■ **PASSAGE FOR REVIEW**:
FROM RALEIGH (NC) NEWS & OBSERVER: 9/23/98:

Pfiesteria still baffles researchers

A panel of scientists cannot agree on the most basic characteristics of the organism that kills fish and makes people sick.

By JAMES ELI SHIFFER, Staff Writer

WASHINGTON -- Ten years ago, pfiesteria emerged into the world of science as a bizarre, shape-changing organism that killed fish in a Raleigh laboratory.

Today, the creature has morphed into a coastal threat deemed worthy of federal intervention, hundreds of thousands of dollars in research spending and river closings in North Carolina and Maryland.

Still, a panel of some of the organism's leading researchers say pfiesteria continues to confound them. No one knows how pfiesteria kills fish and sickens people, why it appears to thrive in polluted water or how to predict its outbreaks.

Even the aquatic creature's supposed signature -- bloody lesions drilled into the flesh of menhaden and other fish -- may be the work of a fungal infection, not pfiesteria, a Virginia researcher said at a one-day conference Tuesday in Washington.

But the five-member panel organized for the event by the National Sea Grant College Program, a research consortium, said the flurry of work on the organism over the past year is beginning to answer some questions. Panel members described faster methods to detect pfiesteria in waterways, and presented more evidence that people face no threat from eating seafood taken from pfiesteria-infested waters.

"To date, there has been no evidence for consumer concern," David Green, director of N.C. State University's seafood laboratory, said at the event, held at the National Press Club. "I really have very little doubt what's on the market is safe."

Since pfiesteria was first discovered in the laboratory in 1988, the creature has killed more than a billion fish in the Neuse and Pamlico rivers and sickened laboratory researchers. One of those scientists, NCSU aquatic ecologist JoAnn Burkholder, has blamed pfiesteria's sudden appearance on pollution of the state's fertile but fragile estuaries.

■ **WORK INSTRUCTION 1**:
Reproduce the portion of the pfiesteria article that begins with the words containing "Pfiesteria still baffles" and ends with "predict its outbreaks.".
■ **WORK INSTRUCTION 2**:
Write the next part of the pfiesteria news article, picking up after its final sentence.

■ **Dataset entries**:
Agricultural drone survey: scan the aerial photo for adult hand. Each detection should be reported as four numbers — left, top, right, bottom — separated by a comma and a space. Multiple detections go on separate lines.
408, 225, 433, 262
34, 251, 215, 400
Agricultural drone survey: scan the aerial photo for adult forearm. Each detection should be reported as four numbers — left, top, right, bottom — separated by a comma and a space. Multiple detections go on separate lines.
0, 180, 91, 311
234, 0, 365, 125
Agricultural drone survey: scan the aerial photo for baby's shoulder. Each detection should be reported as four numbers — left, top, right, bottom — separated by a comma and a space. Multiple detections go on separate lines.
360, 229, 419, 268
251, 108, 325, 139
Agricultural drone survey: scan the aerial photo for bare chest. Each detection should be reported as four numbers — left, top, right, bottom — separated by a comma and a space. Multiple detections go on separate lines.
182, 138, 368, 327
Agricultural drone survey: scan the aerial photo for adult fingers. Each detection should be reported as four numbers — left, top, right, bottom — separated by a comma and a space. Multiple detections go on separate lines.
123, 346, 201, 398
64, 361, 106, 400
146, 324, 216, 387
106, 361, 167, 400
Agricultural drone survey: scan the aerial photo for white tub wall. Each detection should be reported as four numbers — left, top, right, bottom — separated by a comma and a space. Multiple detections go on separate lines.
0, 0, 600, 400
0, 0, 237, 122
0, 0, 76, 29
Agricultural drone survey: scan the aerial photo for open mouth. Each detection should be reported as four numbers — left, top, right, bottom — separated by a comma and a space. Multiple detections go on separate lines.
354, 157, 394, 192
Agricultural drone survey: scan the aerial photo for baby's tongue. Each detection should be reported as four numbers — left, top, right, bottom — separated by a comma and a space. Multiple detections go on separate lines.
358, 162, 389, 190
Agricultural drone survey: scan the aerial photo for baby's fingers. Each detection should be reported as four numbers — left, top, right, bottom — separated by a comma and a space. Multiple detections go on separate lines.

■ **TASK RESPONSE 1**:
Pfiesteria still baffles researchers

A panel of scientists cannot agree on the most basic characteristics of the organism that kills fish and makes people sick.

By JAMES ELI SHIFFER, Staff Writer

WASHINGTON -- Ten years ago, pfiesteria emerged into the world of science as a bizarre, shape-changing organism that killed fish in a Raleigh laboratory.

Today, the creature has morphed into a coastal threat deemed worthy of federal intervention, hundreds of thousands of dollars in research spending and river closings in North Carolina and Maryland.

Still, a panel of some of the organism's leading researchers say pfiesteria continues to confound them. No one knows how pfiesteria kills fish and sickens people, why it appears to thrive in polluted water or how to predict its outbreaks.

■ **TASK RESPONSE 2**:
But pfiesteria became a national priority only last year, when watermen on the Pocomoke River in Maryland found their nets full of sore-pocked fish and their minds addled by something in the water.

A study of people exposed to pfiesteria that was published last month in the medical journal The Lancet helped confirm suspicions that direct exposure to the the organism can make people sick. Last week, the Environmental Protection Agency announced that pfiesteria also may cause long-term vision problems.

"We have clear evidence of human health effects from these waterways," said Dr. Glenn Morris, who led the Pocomoke River study. Even though the problem is localized and the health effects reversible, Morris said, pfiesteria remains a serious health concern.

"It is getting the attention it deserves," he said. "It says we are having a profound effect on our environment in unexpected ways."

Some of the most basic aspects of pfiesteria remain in contention, however. Wolfgang Vogelbein, a professor at the Virginia Institute of Marine Science, said menhaden plucked from pfiesteria- infested waters in the Chesapeake last year suffered from a fish fungus known as Aphanomycete.

The 50 journalists, government officials and environmentalists attending Tuesday's conference gasped at Vogelbein's slides of fish with holes and chunks eaten out of them. But Vogelbein said that such lesions are not the best indicator for pfiesteria, because these sores were caused by Aphanomycete.

Burkholder contested Vogelbein's conclusions, saying she has watched pfiesteria boring holes in fish in laboratory tests. "In pfiesteria-related kills in North Carolina, 90 to 95 percent of the fish dying ... have sores," she said.

Proving pfiesteria is present in waterways currently takes as long as two weeks. New water tests could tell scientists the same information in a fraction of that time. Parke Rublee, a biology professor at the University of North Carolina at Greensboro, tested new probes this summer in the lower Neuse River, where a pfiesteria outbreak killed a half-million fish.

The probes seek out the distinct genetic material of the organism. In one test, a chemical paints pfiesteria cells with a florescent-green glow.

"We should be able to tell much more clearly what the geographic distribution of the organism is," Rublee said. "Hopefully by next summer, a sample from a suspected outbreak will be analyzed in 24 to 48 hours."